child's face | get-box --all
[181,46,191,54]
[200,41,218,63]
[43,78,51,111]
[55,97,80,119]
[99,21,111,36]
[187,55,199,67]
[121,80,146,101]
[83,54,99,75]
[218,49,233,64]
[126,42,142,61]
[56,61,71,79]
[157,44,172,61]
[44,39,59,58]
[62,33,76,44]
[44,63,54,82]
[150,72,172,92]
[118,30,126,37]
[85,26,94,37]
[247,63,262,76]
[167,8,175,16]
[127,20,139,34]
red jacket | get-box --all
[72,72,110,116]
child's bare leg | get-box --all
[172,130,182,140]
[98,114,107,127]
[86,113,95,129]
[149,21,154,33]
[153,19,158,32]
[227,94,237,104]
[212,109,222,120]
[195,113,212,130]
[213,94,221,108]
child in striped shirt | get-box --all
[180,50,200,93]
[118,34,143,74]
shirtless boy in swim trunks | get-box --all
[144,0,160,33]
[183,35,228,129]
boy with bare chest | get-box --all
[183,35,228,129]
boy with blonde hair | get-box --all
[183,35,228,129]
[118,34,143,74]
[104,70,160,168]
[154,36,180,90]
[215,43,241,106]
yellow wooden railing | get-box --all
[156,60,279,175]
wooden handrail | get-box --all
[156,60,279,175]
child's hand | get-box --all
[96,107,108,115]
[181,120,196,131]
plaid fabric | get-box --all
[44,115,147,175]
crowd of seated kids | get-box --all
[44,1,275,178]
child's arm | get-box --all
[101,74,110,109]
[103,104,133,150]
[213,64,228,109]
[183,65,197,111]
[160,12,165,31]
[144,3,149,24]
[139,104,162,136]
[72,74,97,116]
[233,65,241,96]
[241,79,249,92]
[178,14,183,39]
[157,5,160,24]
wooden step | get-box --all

◆ **Your task**: Please copy out the items from the line containing "boy with blonde hair | get-box --all" through the end of the items, keeping every line, including those without coordinates, and shift each bounding-box coordinate up by 8.

◆ **Exercise response**:
boy with blonde hair | get-box --all
[191,43,236,137]
[126,42,151,82]
[112,78,168,176]
[162,44,188,98]
[223,51,249,114]
yellow wooden railing | get-box --all
[164,68,287,183]
wooden handrail | get-box --all
[164,68,287,183]
child's hand | get-box --all
[104,115,116,123]
[189,128,204,139]
plaid fabric | get-box --all
[52,123,155,183]
crowd of seated kids | get-box --all
[52,9,283,186]
child's arm | get-box --all
[109,82,118,117]
[111,112,141,158]
[221,72,236,117]
[191,73,205,119]
[168,20,173,39]
[152,11,157,32]
[147,112,170,144]
[80,82,105,124]
[241,73,249,104]
[249,87,257,100]
[186,22,191,47]
[165,13,168,32]
wooden step | get-box --all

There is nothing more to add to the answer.